INSTRUCTIONS FOR THE TASK - Update the part of the R setup notes below that opens with the words containing "## ── Attaching" and closes with "dplyr::filter() masks stats::filter()", putting "overrides" in place of "masks".

EXTRACT TO READ -
·····

File set-up

Set working directory to current directory

if (rstudioapi::isAvailable()) {
  setwd(dirname(rstudioapi::getActiveDocumentContext()$path))
}

Load standard libraries and resolve conflicts

library(tidyverse)
## ── Attaching packages ─────────────────────────────────────── tidyverse 1.3.2 ──
## ✔ ggplot2 3.3.6      ✔ purrr   0.3.4 
## ✔ tibble  3.1.8      ✔ dplyr   1.0.10
## ✔ tidyr   1.2.0      ✔ stringr 1.4.1 
## ✔ readr   2.1.2      ✔ forcats 0.5.2 
## ── Conflicts ────────────────────────────────────────── tidyverse_conflicts() ──
## ✖ dplyr::filter() masks stats::filter()
## ✖ dplyr::lag()    masks stats::lag()
library(conflicted)
conflict_prefer("filter", "dplyr")

·····

GIVEN INFORMATION -
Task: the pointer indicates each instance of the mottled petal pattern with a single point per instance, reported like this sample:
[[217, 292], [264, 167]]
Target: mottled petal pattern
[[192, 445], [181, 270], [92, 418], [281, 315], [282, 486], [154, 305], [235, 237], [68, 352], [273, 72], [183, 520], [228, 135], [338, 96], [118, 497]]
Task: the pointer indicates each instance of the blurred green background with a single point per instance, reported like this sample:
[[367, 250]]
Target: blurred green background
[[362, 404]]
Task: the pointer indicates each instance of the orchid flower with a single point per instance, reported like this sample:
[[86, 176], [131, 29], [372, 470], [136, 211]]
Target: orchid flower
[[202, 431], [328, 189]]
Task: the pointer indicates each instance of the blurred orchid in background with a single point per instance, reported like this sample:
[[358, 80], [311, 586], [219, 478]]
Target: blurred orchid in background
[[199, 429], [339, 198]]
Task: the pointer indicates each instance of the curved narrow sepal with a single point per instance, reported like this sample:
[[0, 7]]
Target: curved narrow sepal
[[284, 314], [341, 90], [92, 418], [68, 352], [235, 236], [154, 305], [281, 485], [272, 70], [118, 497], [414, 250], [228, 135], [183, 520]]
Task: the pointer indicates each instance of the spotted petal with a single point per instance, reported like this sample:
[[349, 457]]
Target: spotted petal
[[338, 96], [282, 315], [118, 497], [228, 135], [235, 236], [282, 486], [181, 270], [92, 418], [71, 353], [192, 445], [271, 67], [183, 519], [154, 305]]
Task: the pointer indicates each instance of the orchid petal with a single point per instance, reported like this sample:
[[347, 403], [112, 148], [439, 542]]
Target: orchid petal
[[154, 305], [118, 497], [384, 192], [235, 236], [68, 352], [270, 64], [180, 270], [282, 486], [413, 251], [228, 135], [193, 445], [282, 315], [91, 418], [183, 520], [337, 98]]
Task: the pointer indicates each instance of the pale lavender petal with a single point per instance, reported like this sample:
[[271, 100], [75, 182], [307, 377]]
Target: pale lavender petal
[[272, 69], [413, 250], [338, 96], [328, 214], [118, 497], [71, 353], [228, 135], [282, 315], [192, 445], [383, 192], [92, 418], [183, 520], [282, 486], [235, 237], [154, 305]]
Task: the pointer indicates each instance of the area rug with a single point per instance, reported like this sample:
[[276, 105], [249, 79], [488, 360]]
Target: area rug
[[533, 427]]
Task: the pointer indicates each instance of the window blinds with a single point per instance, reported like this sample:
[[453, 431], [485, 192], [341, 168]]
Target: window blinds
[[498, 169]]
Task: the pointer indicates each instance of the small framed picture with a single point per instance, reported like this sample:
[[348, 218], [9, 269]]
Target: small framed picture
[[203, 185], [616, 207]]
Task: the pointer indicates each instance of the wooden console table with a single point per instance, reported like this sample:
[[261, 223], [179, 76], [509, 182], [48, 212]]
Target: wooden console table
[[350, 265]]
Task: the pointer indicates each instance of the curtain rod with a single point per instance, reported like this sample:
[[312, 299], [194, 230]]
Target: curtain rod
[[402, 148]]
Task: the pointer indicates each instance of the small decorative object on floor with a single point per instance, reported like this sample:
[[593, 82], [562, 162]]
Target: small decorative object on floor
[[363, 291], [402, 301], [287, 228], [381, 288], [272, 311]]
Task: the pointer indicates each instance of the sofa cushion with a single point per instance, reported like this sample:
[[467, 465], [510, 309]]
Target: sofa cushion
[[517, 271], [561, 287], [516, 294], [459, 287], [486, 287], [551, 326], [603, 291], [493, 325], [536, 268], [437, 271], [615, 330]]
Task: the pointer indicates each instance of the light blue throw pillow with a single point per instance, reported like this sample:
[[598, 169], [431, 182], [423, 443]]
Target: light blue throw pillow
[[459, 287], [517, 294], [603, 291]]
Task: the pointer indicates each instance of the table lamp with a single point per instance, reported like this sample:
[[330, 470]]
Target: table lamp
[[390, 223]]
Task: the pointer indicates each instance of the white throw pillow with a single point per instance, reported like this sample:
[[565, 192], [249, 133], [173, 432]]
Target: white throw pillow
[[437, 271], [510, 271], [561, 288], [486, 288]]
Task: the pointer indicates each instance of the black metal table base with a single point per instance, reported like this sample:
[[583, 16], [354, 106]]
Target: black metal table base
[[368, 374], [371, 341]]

·····

COMPLETE OUTPUT -
## ── Attaching packages ─────────────────────────────────────── tidyverse 1.3.2 ──
## ✔ ggplot2 3.3.6      ✔ purrr   0.3.4 
## ✔ tibble  3.1.8      ✔ dplyr   1.0.10
## ✔ tidyr   1.2.0      ✔ stringr 1.4.1 
## ✔ readr   2.1.2      ✔ forcats 0.5.2 
## ── Conflicts ────────────────────────────────────────── tidyverse_conflicts() ──
## ✖ dplyr::filter() overrides stats::filter()